BEGIN EXTRACT PROVIDED

The Git Commands I Run Before Reading Any Code

(piechowski.io)

170 points | by grepsedawk 2 hours ago

13 comments

  • pzmarzly 1 hour ago
    Jujutsu equivalents, if anyone is curious:

    What Changes the Most

        jj log --no-graph -r 'ancestors(trunk()) & committer_date(after:"1 year ago")' \
          -T 'self.diff().files().map(|f| f.path() ++ "\n").join("")' \
          | sort | uniq -c | sort -nr | head -20
    
    Who Built This

        jj log --no-graph -r 'ancestors(trunk()) & ~merges()' \
          -T 'self.author().name() ++ "\n"' \
          | sort | uniq -c | sort -nr
    
    Where Do Bugs Cluster

        jj log --no-graph -r 'ancestors(trunk()) & description(regex:"(?i)fix|bug|broken")' \
          -T 'self.diff().files().map(|f| f.path() ++ "\n").join("")' \
          | sort | uniq -c | sort -nr | head -20
    
    Is This Project Accelerating or Dying

        jj log --no-graph -r 'ancestors(trunk())' \
          -T 'self.committer().timestamp().format("%Y-%m") ++ "\n"' \
          | sort | uniq -c
    
    How Often Is the Team Firefighting

        jj log --no-graph \
          -r 'ancestors(trunk()) & committer_date(after:"1 year ago") & description(regex:"(?i)revert|hotfix|emergency|rollback")'
    
    Much more verbose, closer to programming than shell scripting. But less flags to remember.

END EXTRACT PROVIDED
BEGIN RECORDS SHOWN

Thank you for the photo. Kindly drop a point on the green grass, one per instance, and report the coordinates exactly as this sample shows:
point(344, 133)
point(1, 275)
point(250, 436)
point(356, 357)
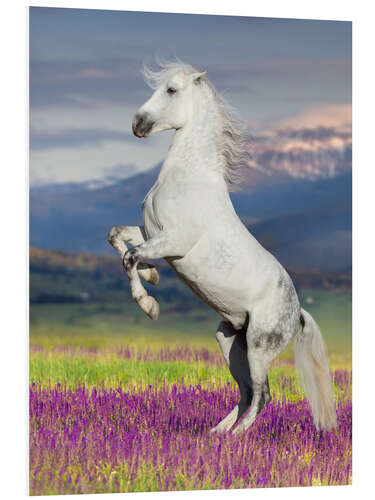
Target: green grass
point(100, 325)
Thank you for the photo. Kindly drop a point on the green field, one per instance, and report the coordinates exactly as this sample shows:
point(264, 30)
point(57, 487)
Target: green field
point(98, 325)
point(119, 403)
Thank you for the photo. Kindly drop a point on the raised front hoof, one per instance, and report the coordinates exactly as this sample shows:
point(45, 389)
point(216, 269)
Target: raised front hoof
point(150, 306)
point(154, 277)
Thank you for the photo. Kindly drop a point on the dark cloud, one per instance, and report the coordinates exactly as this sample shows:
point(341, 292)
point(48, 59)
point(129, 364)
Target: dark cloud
point(72, 138)
point(82, 83)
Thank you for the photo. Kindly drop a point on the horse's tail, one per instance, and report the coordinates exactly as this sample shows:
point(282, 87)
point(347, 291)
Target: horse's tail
point(312, 364)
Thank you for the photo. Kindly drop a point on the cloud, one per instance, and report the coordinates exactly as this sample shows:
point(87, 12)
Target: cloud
point(83, 84)
point(326, 116)
point(74, 137)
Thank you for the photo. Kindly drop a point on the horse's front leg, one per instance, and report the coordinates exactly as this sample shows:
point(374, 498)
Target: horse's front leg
point(160, 246)
point(134, 235)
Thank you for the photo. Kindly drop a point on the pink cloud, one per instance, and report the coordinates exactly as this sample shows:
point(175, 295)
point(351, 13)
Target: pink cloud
point(326, 116)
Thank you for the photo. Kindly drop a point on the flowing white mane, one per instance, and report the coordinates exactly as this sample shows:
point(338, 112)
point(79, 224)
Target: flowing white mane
point(232, 137)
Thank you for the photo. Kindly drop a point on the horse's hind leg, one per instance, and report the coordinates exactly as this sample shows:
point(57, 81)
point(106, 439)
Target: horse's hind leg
point(233, 345)
point(262, 348)
point(117, 237)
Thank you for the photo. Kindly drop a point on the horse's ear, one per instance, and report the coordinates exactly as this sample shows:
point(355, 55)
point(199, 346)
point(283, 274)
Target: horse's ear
point(197, 77)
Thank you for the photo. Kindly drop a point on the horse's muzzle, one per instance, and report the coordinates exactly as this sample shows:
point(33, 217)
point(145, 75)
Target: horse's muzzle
point(142, 125)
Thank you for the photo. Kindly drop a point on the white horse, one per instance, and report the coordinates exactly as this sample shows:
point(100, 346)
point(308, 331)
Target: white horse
point(189, 220)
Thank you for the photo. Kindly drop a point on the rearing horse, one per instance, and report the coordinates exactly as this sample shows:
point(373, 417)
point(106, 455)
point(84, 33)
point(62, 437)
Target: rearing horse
point(189, 220)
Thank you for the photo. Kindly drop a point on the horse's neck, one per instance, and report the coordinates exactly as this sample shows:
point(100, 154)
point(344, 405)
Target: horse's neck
point(194, 152)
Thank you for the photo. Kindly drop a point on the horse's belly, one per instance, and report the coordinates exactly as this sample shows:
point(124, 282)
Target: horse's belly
point(209, 276)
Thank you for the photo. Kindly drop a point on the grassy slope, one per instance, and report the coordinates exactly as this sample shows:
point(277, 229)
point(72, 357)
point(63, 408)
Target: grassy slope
point(104, 324)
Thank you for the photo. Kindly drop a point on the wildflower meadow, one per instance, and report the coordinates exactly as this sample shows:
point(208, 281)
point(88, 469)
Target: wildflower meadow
point(136, 417)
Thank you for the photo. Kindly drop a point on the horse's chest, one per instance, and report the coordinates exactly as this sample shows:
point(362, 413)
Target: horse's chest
point(159, 209)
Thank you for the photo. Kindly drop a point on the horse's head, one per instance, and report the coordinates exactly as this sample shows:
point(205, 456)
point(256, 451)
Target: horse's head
point(171, 105)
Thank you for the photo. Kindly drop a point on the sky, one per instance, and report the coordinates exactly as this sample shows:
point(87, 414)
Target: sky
point(86, 83)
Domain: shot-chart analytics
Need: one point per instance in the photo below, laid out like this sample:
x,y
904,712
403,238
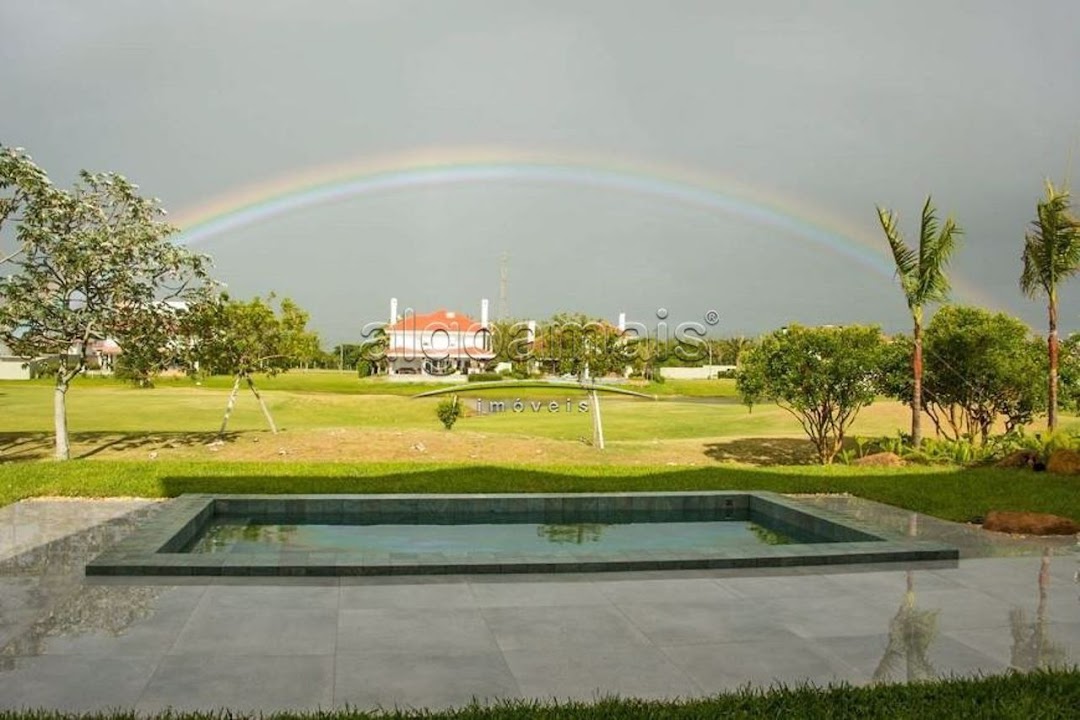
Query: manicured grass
x,y
1042,695
949,493
105,406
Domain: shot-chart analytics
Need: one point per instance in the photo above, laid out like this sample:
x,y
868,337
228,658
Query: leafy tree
x,y
734,347
823,376
448,411
1051,255
981,367
92,263
237,338
922,279
24,188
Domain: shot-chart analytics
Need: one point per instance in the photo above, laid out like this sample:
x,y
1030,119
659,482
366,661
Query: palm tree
x,y
1051,254
922,279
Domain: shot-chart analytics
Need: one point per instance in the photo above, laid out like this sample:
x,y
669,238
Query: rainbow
x,y
402,173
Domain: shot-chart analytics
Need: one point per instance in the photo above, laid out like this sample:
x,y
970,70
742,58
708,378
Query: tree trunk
x,y
917,383
1052,347
266,410
597,423
228,407
59,417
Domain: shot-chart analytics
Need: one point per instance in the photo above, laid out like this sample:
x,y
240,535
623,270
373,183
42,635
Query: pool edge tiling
x,y
156,547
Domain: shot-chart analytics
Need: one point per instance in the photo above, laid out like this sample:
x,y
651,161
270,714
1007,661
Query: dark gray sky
x,y
815,110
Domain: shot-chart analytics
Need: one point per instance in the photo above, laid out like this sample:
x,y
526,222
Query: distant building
x,y
441,342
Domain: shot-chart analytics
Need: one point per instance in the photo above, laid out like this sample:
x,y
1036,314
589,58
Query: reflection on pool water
x,y
230,534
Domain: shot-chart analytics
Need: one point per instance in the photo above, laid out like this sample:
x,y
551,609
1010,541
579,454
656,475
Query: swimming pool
x,y
202,534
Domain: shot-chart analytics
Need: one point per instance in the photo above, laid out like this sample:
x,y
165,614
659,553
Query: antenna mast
x,y
503,282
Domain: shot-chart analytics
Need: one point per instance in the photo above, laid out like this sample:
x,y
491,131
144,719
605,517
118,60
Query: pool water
x,y
230,534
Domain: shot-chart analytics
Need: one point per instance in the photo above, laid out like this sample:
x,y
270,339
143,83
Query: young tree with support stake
x,y
91,263
923,281
1051,255
237,338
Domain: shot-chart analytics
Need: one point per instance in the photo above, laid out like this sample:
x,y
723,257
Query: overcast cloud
x,y
826,107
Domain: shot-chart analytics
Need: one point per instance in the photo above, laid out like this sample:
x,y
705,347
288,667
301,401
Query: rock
x,y
1064,462
1020,459
1029,524
880,460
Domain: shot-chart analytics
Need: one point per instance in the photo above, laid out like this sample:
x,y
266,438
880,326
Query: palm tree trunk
x,y
1052,347
917,383
229,406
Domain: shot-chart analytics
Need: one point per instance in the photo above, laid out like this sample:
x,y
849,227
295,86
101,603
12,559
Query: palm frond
x,y
935,256
1052,245
906,261
928,230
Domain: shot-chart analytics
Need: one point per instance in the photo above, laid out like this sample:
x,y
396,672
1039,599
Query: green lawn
x,y
1039,695
633,425
100,406
949,493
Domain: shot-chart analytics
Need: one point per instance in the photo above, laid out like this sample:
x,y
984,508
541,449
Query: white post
x,y
597,423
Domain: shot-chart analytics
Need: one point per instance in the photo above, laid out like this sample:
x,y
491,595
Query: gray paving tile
x,y
964,609
796,585
257,630
529,593
700,591
603,669
569,627
415,595
946,656
252,683
1060,646
272,596
825,616
375,679
70,683
721,666
422,630
122,629
883,585
688,623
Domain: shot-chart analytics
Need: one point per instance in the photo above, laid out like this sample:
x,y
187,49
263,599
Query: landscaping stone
x,y
1029,524
1064,462
880,460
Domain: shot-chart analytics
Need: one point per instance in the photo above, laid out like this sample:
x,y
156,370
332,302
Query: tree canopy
x,y
823,376
92,263
981,367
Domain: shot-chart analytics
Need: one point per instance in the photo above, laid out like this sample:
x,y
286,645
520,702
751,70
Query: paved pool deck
x,y
75,643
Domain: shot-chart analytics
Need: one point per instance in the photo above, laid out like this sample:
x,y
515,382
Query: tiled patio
x,y
76,644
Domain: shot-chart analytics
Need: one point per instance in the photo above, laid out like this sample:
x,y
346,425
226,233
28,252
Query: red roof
x,y
440,353
441,320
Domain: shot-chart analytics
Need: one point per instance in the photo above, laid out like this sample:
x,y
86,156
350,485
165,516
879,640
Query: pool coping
x,y
153,548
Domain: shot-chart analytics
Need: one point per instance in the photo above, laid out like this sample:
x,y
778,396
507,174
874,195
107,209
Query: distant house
x,y
441,342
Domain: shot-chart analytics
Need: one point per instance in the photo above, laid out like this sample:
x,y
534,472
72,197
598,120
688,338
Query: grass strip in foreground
x,y
1040,695
948,493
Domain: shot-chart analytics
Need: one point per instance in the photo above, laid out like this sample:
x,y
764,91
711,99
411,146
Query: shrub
x,y
485,377
448,411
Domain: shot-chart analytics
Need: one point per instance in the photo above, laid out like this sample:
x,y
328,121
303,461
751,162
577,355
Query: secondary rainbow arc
x,y
335,184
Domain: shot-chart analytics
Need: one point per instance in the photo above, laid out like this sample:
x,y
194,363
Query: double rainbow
x,y
401,173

END RECORDS SHOWN

[ACTIVITY LIST]
• a. Decide whether each statement below agrees with the forum thread. Answer yes or no for each, and quote the thread's words that settle it. (i) The comment says the Jujutsu versions need more flags to remember. (ii) The "Who Built This" command leaves out merge commits. (iii) The "How Often Is the Team Firefighting" command matches descriptions containing "hotfix".
• b. Repeat the passage of the forum thread starting at "How Often Is" and ending at "flags to remember.".

[OUTPUTS BY TASK]
• a.
(i) No: "But less flags to remember."
(ii) Yes: "ancestors(trunk()) & ~merges()"
(iii) Yes: "revert|hotfix|emergency|rollback"

• b.
How Often Is the Team Firefighting

        jj log --no-graph \
          -r 'ancestors(trunk()) & committer_date(after:"1 year ago") & description(regex:"(?i)revert|hotfix|emergency|rollback")'
    
    Much more verbose, closer to programming than shell scripting. But less flags to remember.